Excerpts of pointing data:
[START]

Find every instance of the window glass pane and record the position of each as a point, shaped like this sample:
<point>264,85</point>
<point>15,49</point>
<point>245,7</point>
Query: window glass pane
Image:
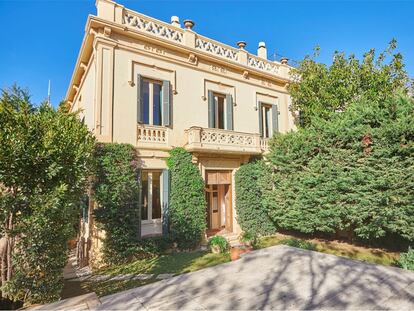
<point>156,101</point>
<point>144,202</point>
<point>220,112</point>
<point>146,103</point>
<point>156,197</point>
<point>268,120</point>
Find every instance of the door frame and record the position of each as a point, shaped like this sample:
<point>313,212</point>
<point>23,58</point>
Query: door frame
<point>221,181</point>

[END]
[START]

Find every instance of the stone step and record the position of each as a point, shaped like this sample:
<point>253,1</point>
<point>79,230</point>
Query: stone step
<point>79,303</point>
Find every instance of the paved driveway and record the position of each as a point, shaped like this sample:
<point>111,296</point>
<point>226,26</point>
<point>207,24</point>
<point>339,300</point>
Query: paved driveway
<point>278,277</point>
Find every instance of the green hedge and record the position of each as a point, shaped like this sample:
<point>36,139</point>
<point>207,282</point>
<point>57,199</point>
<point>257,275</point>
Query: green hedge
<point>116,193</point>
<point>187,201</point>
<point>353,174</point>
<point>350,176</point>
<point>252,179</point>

[END]

Reproduce the listing from the line with "Find every instance of the window" up to and including the line with "<point>221,181</point>", requests and their sample points unchanged, but raise each coordinate in the answer points by 7. Leave out the pictures.

Find every instance of the window glass pane and record the position of each as a point, shaped like this sample:
<point>264,85</point>
<point>15,49</point>
<point>245,7</point>
Query: window glass pane
Image:
<point>163,108</point>
<point>151,209</point>
<point>227,119</point>
<point>153,110</point>
<point>163,204</point>
<point>275,127</point>
Find every instance of the door frame and record the position of each as a point, shaped like this sample:
<point>313,212</point>
<point>23,58</point>
Query: door frame
<point>228,188</point>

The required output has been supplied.